Start
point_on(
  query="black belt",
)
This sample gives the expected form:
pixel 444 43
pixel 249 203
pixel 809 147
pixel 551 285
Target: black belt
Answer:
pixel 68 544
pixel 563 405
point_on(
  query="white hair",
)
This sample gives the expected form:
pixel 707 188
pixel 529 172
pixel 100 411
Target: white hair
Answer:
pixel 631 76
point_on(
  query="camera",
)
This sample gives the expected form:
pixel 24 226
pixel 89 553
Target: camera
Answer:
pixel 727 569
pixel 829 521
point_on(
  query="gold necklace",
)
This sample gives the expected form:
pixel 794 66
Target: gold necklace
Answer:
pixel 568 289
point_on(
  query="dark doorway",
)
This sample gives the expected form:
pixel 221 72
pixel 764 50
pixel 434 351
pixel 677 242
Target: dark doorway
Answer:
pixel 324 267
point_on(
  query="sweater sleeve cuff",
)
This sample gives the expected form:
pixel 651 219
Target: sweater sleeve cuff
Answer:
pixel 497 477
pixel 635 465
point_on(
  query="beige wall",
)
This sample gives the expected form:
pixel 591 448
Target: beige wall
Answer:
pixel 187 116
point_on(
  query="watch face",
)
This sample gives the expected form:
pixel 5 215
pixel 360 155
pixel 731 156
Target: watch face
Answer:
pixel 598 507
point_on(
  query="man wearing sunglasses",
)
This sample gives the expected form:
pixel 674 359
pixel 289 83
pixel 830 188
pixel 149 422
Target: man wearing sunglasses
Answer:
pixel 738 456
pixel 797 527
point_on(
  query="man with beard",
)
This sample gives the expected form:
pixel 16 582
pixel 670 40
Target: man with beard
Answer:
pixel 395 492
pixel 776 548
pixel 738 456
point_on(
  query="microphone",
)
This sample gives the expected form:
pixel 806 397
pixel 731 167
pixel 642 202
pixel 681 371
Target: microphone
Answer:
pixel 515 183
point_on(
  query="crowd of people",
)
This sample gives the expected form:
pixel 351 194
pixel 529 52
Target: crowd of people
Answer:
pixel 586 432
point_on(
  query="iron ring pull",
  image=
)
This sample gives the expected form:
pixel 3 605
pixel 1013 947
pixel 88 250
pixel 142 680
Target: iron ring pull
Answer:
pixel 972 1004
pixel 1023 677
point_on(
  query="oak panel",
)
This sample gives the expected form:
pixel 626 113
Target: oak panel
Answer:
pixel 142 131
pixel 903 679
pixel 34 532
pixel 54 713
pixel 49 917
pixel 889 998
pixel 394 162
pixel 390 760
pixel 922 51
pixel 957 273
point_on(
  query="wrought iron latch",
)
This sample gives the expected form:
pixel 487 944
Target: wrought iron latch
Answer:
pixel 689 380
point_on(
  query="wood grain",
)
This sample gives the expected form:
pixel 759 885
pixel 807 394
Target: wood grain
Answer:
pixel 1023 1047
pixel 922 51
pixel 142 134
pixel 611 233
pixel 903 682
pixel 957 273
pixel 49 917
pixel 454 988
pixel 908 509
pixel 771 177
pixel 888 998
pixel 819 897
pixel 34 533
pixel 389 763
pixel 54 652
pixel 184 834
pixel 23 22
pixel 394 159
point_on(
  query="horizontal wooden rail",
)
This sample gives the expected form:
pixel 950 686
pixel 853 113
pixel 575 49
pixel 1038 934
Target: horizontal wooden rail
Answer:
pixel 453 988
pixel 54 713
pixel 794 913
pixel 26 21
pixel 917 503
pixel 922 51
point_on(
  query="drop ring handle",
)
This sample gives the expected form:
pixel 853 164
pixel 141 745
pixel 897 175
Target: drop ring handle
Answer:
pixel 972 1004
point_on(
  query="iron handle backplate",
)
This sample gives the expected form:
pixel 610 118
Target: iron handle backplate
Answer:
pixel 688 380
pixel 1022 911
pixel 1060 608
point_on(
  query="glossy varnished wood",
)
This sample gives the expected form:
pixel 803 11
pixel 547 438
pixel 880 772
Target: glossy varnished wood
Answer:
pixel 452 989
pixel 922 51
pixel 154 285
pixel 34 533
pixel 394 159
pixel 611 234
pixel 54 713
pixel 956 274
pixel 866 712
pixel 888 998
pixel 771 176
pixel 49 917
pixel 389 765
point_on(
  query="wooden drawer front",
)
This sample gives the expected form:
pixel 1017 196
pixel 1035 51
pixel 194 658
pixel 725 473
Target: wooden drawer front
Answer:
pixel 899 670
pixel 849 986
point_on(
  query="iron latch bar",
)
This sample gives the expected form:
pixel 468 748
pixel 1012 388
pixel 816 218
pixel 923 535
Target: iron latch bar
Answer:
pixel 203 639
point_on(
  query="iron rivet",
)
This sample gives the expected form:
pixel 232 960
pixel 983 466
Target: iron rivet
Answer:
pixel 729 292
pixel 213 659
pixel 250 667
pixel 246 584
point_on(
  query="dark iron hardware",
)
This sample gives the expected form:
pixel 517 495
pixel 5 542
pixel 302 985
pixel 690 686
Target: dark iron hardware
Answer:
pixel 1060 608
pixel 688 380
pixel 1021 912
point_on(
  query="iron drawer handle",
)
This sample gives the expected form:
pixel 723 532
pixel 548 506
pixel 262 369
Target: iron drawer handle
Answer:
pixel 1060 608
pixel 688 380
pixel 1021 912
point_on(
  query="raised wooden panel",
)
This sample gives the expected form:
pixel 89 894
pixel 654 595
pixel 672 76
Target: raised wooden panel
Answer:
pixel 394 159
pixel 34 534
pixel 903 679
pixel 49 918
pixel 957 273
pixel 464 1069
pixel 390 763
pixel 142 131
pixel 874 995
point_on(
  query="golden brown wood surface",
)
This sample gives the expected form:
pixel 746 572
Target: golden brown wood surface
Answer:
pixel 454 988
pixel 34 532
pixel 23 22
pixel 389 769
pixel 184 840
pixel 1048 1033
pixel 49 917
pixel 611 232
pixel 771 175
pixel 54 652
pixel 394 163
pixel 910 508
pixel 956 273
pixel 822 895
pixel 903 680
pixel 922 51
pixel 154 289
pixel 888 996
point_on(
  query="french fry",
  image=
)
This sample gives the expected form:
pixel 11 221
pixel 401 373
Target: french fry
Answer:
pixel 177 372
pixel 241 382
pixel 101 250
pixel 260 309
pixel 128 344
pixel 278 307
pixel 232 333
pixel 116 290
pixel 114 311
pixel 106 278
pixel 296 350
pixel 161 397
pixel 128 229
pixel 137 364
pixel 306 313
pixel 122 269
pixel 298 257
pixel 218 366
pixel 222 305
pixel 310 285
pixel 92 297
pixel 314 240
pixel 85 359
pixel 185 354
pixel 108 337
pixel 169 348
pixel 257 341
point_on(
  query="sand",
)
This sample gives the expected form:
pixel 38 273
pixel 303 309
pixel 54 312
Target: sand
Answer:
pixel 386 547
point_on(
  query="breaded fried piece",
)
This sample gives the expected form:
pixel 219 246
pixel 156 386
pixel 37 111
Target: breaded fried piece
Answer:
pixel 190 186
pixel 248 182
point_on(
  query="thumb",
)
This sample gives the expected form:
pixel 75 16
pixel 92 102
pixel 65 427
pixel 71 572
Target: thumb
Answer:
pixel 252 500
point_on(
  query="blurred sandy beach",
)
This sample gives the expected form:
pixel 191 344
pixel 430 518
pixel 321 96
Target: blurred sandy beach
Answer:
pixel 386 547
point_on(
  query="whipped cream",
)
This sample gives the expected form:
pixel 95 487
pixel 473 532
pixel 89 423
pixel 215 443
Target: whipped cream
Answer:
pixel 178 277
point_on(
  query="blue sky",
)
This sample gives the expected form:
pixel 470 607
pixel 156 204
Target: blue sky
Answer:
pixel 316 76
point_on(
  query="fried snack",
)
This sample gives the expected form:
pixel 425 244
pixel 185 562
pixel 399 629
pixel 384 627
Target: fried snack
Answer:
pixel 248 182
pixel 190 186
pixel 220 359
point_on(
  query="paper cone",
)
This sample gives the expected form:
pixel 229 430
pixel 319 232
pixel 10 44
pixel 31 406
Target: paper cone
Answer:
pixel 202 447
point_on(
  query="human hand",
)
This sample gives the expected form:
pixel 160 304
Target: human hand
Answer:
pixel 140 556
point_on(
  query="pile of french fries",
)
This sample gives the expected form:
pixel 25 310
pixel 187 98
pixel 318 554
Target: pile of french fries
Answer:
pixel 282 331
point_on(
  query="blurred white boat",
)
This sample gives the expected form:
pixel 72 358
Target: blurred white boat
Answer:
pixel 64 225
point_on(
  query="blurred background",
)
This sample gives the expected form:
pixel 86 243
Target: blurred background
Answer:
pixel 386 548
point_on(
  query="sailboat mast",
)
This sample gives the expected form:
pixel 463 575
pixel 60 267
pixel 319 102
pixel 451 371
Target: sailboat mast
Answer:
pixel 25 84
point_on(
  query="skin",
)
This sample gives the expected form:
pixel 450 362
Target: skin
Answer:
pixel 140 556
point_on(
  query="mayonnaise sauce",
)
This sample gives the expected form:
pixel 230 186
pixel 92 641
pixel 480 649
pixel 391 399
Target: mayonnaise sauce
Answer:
End
REQUIREMENTS: Which lines in the items above contain the word "white"? Pick out each one and copy it in full.

WRITTEN ANSWER:
  query="white hair",
Target: white hair
  query="blurred white boat",
Target: blurred white boat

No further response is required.